◆ Questions on the material:
• 1. In the extract about Leonardo's plastic, where is the Forster Codex housed?
• 2. Rewrite the extract about Leonardo's plastic starting with "The Renaissance master" and going on through "the early 1900s.", with "spinach" in place of "lettuce".

◆ Extract:
###
Professor Alessandro Vezzosi, director of the Museo
Ideale in the Tuscan town of Vinci where the
artist was born, found Leonardo's recipe for artificial materials in several
pages of drawings and notes.
Vezzosi studied notes in the da Vinci's Arundel Codex (housed in the British
Library in London), Forster Codex (in London
at the Victoria
and Albert Museum), the Atlantic Codex (kept
in the Pinacoteca
Ambrosiana in Milan, Italy) and in manuscripts
in France.
By reading da Vinci's characteristic "mirror image" handwriting, which
runs from right to left, Vezzosi learned of Leonardo's plastic mixture.
"He combined colours with animal or vegetable glues, sometimes adding
organic fibres," Vezzosi said.
The Renaissance master obtained effects similar to plastic and unbreakable glass
by "clothing with colours" the leaves of cabbage, lettuce, paper and
ox tripe.
The materials he coated ranged from "the back of the stomach of a heifer or
a ox", "the leaves of wrinkle lettuce", "papers and little
canes used as goose pens" and a "large Milanese wrinkled leaf of
cabbage, which should be collected in December or January".
Vezzosi followed Leonardo's instructions and applied colours mixed with
vegetable or animal glues. He then painted the materials described by Leonardo
with many layers. As the first material dried, he removed it and obtained a
material similar to bakelite, a plastic from the early 1900s.
"You have to be patient and wait until each layer of colour dries
completely. We used pigments similar to those applied by Leonardo. They ranged
from traditional oil paint to any kind of organic materials," Vezzosi said.
###
◆ Data records:

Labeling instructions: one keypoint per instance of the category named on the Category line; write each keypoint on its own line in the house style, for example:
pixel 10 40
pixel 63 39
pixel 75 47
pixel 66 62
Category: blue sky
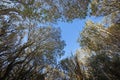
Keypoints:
pixel 70 32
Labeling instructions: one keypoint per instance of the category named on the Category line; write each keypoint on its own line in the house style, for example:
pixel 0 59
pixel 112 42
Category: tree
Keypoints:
pixel 108 8
pixel 26 48
pixel 104 61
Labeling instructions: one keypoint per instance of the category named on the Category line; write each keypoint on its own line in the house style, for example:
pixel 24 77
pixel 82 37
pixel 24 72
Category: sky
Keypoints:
pixel 70 32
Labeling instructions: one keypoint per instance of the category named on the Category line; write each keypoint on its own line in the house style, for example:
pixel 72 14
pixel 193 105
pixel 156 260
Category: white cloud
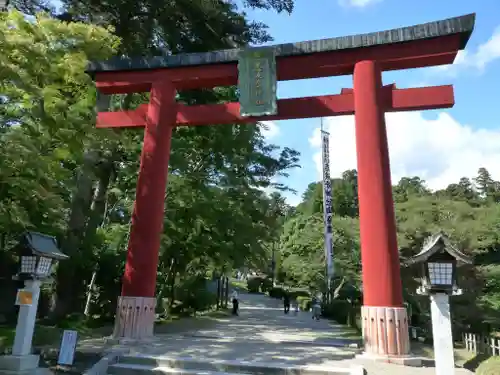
###
◆ Solutions to the tasks:
• 1. At the Victoria and Albert Museum in London.

• 2.
The Renaissance master obtained effects similar to plastic and unbreakable glass
by "clothing with colours" the leaves of cabbage, spinach, paper and
ox tripe.
The materials he coated ranged from "the back of the stomach of a heifer or
a ox", "the leaves of wrinkle spinach", "papers and little
canes used as goose pens" and a "large Milanese wrinkled leaf of
cabbage, which should be collected in December or January".
Vezzosi followed Leonardo's instructions and applied colours mixed with
vegetable or animal glues. He then painted the materials described by Leonardo
with many layers. As the first material dried, he removed it and obtained a
material similar to bakelite, a plastic from the early 1900s.